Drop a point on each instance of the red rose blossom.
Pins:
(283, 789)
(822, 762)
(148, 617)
────────────────────
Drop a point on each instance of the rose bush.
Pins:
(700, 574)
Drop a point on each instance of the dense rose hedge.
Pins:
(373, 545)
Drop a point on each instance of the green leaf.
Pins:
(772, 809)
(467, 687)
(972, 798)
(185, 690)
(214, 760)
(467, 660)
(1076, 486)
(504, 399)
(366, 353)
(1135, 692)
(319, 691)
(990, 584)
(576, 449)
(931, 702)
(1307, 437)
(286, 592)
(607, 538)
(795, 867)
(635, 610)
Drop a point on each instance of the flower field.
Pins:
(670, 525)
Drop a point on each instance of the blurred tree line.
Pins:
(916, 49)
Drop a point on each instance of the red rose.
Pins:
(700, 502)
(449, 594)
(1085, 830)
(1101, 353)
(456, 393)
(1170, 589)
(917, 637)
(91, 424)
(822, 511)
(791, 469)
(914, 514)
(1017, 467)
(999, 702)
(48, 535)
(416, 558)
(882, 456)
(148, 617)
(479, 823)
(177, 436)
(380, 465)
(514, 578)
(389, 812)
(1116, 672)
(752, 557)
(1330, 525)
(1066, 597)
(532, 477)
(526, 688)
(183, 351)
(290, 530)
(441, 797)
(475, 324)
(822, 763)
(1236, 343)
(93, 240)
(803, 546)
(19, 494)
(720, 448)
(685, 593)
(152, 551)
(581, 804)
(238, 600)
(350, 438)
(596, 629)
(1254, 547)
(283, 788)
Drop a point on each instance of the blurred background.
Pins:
────────────────────
◆ INSTRUCTIONS FOR THE TASK ◆
Say how many lines in the records contain the string "instance", and say nothing else.

◆ YOUR RESPONSE ◆
8